> [Your goal]:
Return nothing but the lines from the one containing "Mark a point on each instance of the cheek" through the end of the records below, exactly as they stand and without pictures.

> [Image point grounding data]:
# # # #

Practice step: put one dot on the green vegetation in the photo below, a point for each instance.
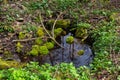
(46, 72)
(70, 39)
(31, 29)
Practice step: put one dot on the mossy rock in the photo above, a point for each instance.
(80, 52)
(81, 33)
(115, 17)
(63, 23)
(9, 64)
(70, 39)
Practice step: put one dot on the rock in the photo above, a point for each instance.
(9, 64)
(63, 23)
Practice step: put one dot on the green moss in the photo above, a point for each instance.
(58, 31)
(49, 45)
(22, 35)
(9, 64)
(115, 16)
(40, 32)
(83, 25)
(35, 50)
(43, 50)
(19, 47)
(64, 23)
(80, 52)
(38, 41)
(70, 39)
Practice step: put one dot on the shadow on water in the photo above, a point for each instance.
(69, 53)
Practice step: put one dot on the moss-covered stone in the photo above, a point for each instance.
(49, 45)
(9, 64)
(40, 32)
(63, 23)
(58, 31)
(70, 39)
(115, 17)
(80, 52)
(43, 50)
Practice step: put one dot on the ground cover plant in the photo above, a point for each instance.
(30, 30)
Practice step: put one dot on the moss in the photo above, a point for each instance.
(80, 52)
(70, 39)
(38, 41)
(49, 45)
(22, 35)
(58, 31)
(19, 47)
(40, 32)
(115, 17)
(34, 51)
(43, 50)
(64, 23)
(9, 64)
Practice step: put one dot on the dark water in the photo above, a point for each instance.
(69, 53)
(58, 55)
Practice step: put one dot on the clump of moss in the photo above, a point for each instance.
(22, 35)
(58, 31)
(64, 23)
(70, 39)
(49, 45)
(19, 47)
(80, 52)
(43, 50)
(40, 32)
(38, 41)
(35, 50)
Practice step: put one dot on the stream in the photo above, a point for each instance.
(69, 53)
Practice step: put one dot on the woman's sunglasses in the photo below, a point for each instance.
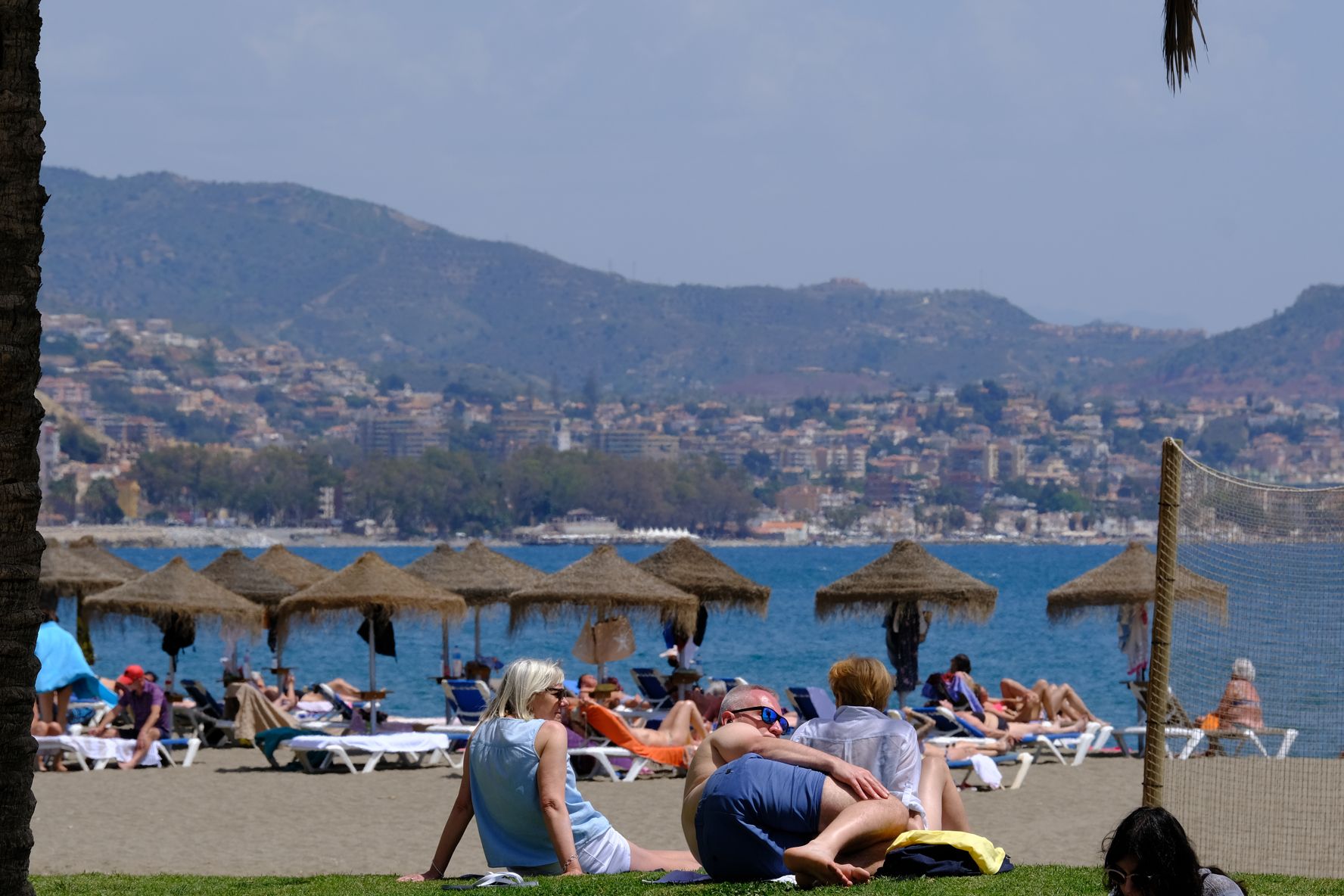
(1118, 879)
(767, 715)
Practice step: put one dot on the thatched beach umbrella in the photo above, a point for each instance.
(88, 549)
(684, 565)
(69, 574)
(66, 574)
(480, 575)
(299, 571)
(599, 586)
(907, 574)
(234, 571)
(1129, 578)
(377, 590)
(173, 597)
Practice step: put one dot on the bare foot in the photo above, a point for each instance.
(816, 868)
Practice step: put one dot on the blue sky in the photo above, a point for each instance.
(1020, 147)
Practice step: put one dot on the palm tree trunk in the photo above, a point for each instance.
(22, 199)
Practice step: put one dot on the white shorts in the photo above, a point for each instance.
(608, 854)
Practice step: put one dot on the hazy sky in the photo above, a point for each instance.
(1025, 147)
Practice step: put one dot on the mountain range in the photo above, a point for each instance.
(341, 277)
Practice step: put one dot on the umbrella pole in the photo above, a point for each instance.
(448, 674)
(476, 632)
(445, 648)
(601, 665)
(372, 707)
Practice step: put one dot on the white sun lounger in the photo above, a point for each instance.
(93, 754)
(424, 746)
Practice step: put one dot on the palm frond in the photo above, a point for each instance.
(1181, 19)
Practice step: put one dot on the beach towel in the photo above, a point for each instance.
(611, 727)
(250, 712)
(64, 664)
(944, 854)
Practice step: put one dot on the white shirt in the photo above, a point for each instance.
(870, 739)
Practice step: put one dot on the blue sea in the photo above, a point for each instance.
(788, 648)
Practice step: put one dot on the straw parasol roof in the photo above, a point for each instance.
(476, 573)
(907, 573)
(89, 549)
(65, 573)
(602, 585)
(173, 593)
(1128, 578)
(291, 567)
(687, 566)
(234, 571)
(372, 582)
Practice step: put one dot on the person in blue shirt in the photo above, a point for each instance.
(519, 786)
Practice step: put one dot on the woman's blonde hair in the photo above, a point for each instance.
(860, 681)
(523, 680)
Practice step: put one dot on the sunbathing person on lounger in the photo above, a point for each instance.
(863, 734)
(758, 806)
(682, 727)
(611, 698)
(519, 788)
(1059, 703)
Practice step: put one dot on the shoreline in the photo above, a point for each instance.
(199, 537)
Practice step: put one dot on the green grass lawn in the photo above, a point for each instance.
(1037, 880)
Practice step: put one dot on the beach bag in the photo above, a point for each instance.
(944, 854)
(605, 641)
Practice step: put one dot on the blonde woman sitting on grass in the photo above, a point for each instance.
(519, 786)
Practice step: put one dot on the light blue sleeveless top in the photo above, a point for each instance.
(503, 764)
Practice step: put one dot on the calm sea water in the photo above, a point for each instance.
(788, 648)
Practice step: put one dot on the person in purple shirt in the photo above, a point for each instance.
(150, 710)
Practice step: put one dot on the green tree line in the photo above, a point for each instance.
(446, 490)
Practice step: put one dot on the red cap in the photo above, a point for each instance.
(132, 674)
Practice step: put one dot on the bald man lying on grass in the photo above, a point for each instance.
(758, 806)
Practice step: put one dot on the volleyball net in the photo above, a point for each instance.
(1254, 717)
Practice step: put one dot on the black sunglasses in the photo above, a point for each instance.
(767, 715)
(1118, 879)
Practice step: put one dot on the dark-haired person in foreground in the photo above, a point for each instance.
(1150, 854)
(758, 806)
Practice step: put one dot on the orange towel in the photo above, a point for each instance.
(611, 727)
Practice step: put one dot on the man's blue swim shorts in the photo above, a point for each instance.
(750, 812)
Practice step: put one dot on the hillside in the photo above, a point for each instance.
(341, 277)
(1297, 353)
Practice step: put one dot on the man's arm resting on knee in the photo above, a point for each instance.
(736, 740)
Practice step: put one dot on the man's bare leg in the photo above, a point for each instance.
(850, 828)
(1070, 698)
(142, 751)
(62, 707)
(944, 809)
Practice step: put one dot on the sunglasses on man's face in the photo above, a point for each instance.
(1118, 879)
(767, 715)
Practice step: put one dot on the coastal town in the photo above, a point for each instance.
(964, 461)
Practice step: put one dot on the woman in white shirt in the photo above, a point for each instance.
(862, 734)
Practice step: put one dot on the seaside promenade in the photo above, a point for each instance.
(232, 814)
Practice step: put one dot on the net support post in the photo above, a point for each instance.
(1164, 599)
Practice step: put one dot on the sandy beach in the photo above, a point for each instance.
(232, 814)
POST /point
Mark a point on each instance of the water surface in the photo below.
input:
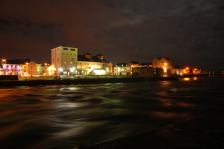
(73, 115)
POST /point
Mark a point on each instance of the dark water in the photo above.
(74, 115)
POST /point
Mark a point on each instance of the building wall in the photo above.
(85, 67)
(64, 58)
(143, 71)
(122, 70)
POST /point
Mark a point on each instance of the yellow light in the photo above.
(99, 72)
(195, 78)
(186, 79)
(72, 69)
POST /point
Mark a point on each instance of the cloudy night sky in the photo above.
(187, 31)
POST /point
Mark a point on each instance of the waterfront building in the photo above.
(164, 64)
(122, 69)
(94, 68)
(64, 60)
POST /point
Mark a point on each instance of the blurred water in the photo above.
(69, 116)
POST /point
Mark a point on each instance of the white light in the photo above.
(99, 72)
(72, 69)
(60, 69)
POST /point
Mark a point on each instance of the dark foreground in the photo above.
(158, 114)
(14, 83)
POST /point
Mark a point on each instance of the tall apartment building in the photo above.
(64, 59)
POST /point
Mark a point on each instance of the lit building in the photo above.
(64, 60)
(122, 69)
(92, 68)
(163, 63)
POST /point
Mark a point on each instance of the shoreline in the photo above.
(13, 83)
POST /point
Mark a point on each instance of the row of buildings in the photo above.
(67, 62)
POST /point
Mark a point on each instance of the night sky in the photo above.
(187, 31)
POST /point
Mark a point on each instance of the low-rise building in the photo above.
(164, 64)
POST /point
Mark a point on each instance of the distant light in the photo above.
(186, 79)
(72, 69)
(195, 78)
(99, 72)
(60, 69)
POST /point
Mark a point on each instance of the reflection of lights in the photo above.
(186, 79)
(195, 78)
(72, 69)
(60, 69)
(99, 72)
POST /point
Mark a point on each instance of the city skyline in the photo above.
(188, 32)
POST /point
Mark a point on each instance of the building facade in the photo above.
(64, 60)
(164, 64)
(92, 68)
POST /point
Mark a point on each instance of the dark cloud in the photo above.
(188, 31)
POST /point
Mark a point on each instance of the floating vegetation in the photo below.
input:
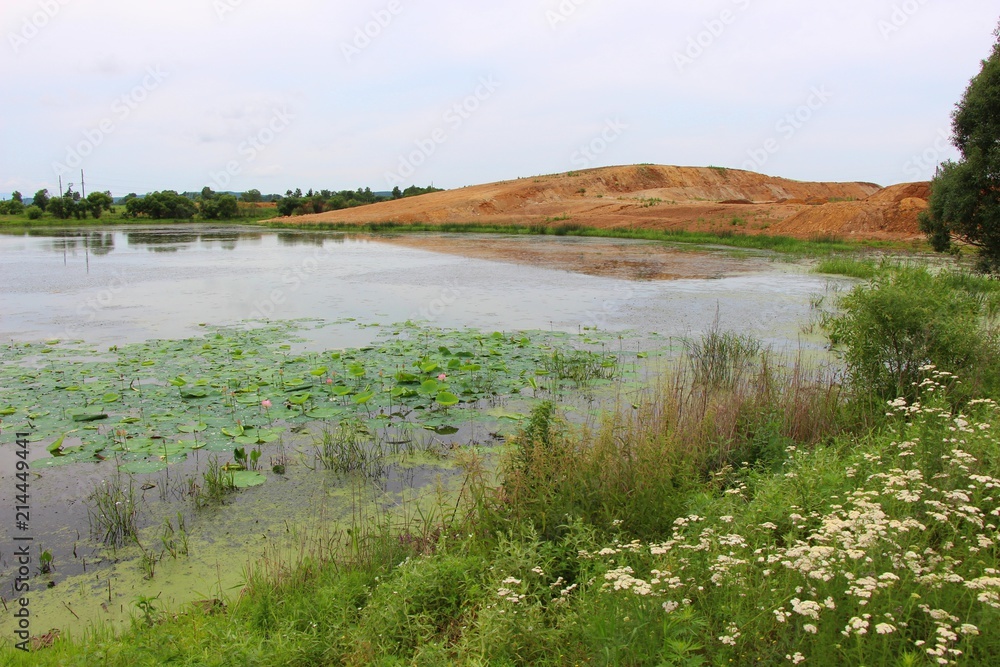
(241, 389)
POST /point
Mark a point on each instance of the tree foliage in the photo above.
(41, 199)
(167, 204)
(965, 195)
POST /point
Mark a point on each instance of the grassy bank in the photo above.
(818, 246)
(744, 510)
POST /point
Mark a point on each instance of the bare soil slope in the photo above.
(661, 197)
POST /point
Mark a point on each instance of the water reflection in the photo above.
(99, 243)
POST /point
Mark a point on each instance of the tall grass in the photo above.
(113, 510)
(728, 404)
(739, 513)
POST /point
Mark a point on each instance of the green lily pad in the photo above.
(87, 414)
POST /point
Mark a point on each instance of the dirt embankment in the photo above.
(666, 198)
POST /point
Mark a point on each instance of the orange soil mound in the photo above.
(890, 213)
(658, 197)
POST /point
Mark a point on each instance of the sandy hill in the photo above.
(663, 197)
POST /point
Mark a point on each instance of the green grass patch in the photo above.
(818, 246)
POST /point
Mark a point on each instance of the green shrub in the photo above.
(907, 318)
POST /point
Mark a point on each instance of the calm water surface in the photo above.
(129, 284)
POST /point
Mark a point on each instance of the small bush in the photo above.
(907, 318)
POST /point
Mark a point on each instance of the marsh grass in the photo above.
(113, 510)
(728, 404)
(351, 447)
(218, 484)
(852, 267)
(815, 247)
(737, 512)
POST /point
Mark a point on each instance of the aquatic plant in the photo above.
(113, 510)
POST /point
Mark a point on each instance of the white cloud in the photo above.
(230, 70)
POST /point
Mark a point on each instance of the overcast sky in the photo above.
(239, 94)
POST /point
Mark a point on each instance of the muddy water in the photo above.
(119, 285)
(129, 284)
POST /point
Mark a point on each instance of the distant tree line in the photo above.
(296, 203)
(207, 204)
(69, 205)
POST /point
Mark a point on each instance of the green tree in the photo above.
(252, 196)
(41, 199)
(99, 202)
(965, 195)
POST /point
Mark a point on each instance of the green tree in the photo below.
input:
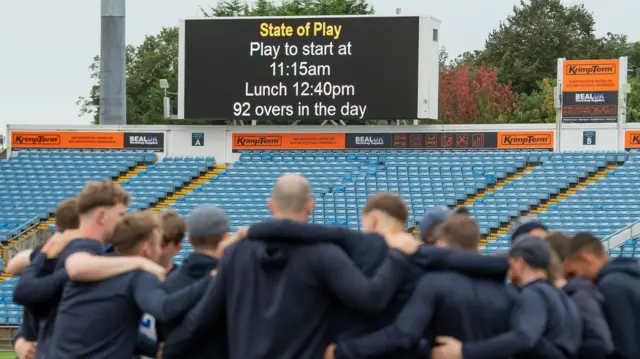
(536, 107)
(157, 57)
(633, 102)
(526, 46)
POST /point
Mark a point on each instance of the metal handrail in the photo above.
(627, 233)
(27, 226)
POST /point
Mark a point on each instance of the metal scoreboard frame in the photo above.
(426, 106)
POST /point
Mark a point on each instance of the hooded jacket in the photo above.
(619, 283)
(367, 252)
(280, 297)
(470, 305)
(545, 324)
(596, 336)
(195, 267)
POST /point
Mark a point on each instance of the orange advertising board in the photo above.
(288, 141)
(590, 75)
(526, 140)
(631, 139)
(80, 140)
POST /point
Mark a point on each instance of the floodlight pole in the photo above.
(113, 90)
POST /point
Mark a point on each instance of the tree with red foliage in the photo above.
(474, 96)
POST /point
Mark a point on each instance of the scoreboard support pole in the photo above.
(113, 91)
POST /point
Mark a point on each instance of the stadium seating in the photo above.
(34, 182)
(572, 191)
(163, 178)
(10, 313)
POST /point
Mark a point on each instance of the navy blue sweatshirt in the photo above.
(145, 344)
(42, 284)
(212, 344)
(619, 283)
(29, 327)
(545, 324)
(101, 319)
(280, 298)
(596, 336)
(367, 251)
(468, 307)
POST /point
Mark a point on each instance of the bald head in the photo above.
(292, 194)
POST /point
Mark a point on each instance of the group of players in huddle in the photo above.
(289, 289)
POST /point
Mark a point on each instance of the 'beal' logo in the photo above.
(601, 69)
(370, 140)
(258, 141)
(33, 139)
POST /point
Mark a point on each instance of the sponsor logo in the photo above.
(144, 140)
(590, 110)
(523, 140)
(37, 139)
(602, 69)
(590, 97)
(370, 140)
(256, 141)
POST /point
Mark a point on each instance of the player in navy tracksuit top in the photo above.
(467, 306)
(118, 303)
(100, 205)
(367, 252)
(41, 287)
(545, 323)
(597, 342)
(619, 282)
(279, 298)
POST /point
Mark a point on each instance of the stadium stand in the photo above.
(569, 191)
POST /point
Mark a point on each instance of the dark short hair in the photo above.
(67, 215)
(101, 194)
(389, 203)
(134, 229)
(559, 242)
(459, 231)
(584, 242)
(208, 242)
(173, 228)
(555, 270)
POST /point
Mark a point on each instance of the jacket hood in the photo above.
(626, 266)
(274, 256)
(197, 265)
(472, 264)
(366, 250)
(578, 284)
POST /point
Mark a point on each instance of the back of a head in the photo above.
(173, 228)
(292, 194)
(555, 272)
(134, 229)
(66, 214)
(207, 226)
(459, 231)
(535, 251)
(559, 242)
(101, 194)
(391, 204)
(585, 242)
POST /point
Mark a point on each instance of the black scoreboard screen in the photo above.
(360, 67)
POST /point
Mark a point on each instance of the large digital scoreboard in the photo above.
(342, 67)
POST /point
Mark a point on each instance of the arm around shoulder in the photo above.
(19, 262)
(85, 267)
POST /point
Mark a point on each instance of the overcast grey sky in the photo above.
(46, 46)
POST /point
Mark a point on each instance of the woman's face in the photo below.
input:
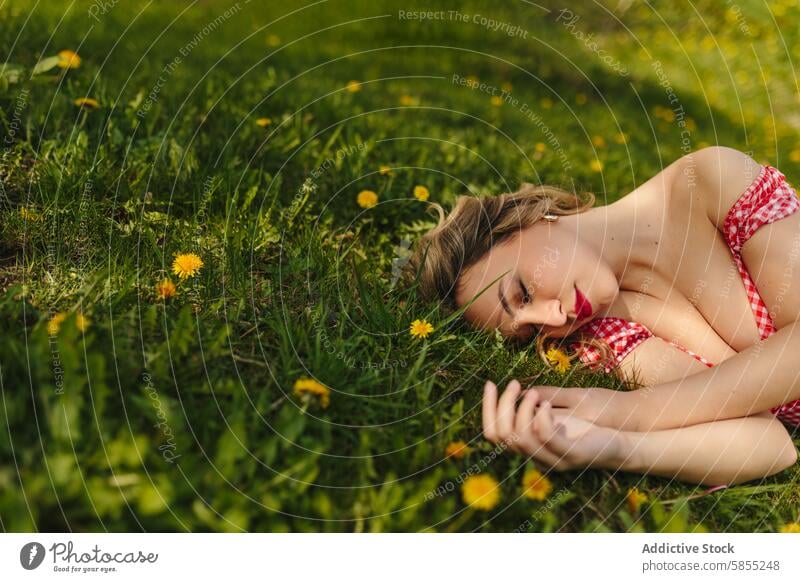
(549, 280)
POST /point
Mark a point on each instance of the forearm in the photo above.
(722, 452)
(754, 380)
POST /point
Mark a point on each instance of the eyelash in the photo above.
(525, 295)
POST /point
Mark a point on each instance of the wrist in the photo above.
(630, 452)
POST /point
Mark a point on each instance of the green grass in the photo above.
(298, 281)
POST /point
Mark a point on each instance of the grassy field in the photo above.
(131, 412)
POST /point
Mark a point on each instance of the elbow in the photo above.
(788, 458)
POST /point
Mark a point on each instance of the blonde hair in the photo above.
(473, 227)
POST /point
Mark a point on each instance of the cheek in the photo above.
(551, 267)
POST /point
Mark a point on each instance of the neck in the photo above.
(621, 232)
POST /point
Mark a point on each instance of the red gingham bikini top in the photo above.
(767, 199)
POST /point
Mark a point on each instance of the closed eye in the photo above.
(526, 297)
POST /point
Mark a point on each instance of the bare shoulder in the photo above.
(655, 361)
(715, 177)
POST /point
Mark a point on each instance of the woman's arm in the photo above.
(724, 452)
(756, 379)
(761, 377)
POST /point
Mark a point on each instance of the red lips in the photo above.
(583, 308)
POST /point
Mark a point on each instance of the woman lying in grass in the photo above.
(689, 283)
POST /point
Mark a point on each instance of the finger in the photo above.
(559, 397)
(543, 423)
(506, 410)
(524, 422)
(490, 411)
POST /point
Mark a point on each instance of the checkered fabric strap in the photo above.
(622, 337)
(767, 199)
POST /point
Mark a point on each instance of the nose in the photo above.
(545, 312)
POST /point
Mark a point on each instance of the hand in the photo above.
(600, 406)
(560, 441)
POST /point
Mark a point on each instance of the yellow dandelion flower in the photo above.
(68, 60)
(304, 386)
(54, 325)
(481, 492)
(367, 199)
(457, 450)
(165, 289)
(82, 322)
(635, 498)
(28, 214)
(186, 265)
(55, 322)
(420, 328)
(559, 360)
(535, 485)
(87, 103)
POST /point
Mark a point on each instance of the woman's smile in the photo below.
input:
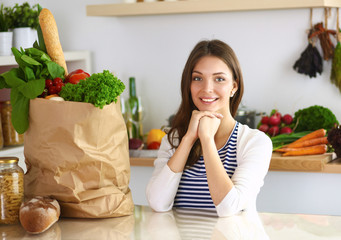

# # # #

> [Exercise response]:
Mark a point on each instance of the cheek in the photo above.
(551, 267)
POST /point
Mark a point on each instance of the neck in the photo above.
(621, 232)
POST /point
Mark a point on each instance of the red gingham bikini top in the photo above.
(767, 199)
POST /point
Mark a point on each instance of the closed eye in the photo above.
(526, 297)
POST /point
Mark a point on each instance of the bare shoulder in the photo above.
(655, 361)
(715, 177)
POST /point
Mark a point on each instance of the woman's arm in the photo above.
(724, 452)
(756, 379)
(761, 377)
POST /point
Mark a point on each instance of the red lips in the photo above.
(583, 308)
POST /point
Mark a point on each instance of the woman lying in grass in the photo above.
(689, 283)
POST /point
Mark a point on each instance of the finger in the photo above.
(559, 397)
(543, 423)
(506, 410)
(524, 422)
(490, 411)
POST /point
Mark a point on each instance of the checkered fabric strap in the photo above.
(622, 337)
(767, 199)
POST /point
Mark a point on each instance of the nose in the photo above.
(545, 312)
POST /point
Mark a point on each instance of the hand in the photo above.
(600, 406)
(560, 441)
POST /point
Mark a point on each instance of the yellow dandelion flower in the photo above.
(68, 60)
(304, 386)
(54, 325)
(481, 492)
(367, 199)
(457, 450)
(165, 289)
(82, 322)
(635, 498)
(28, 214)
(186, 265)
(55, 322)
(420, 328)
(559, 360)
(535, 485)
(87, 103)
POST /point
Mark a point on each instance of the woman's smile in the photo below.
input:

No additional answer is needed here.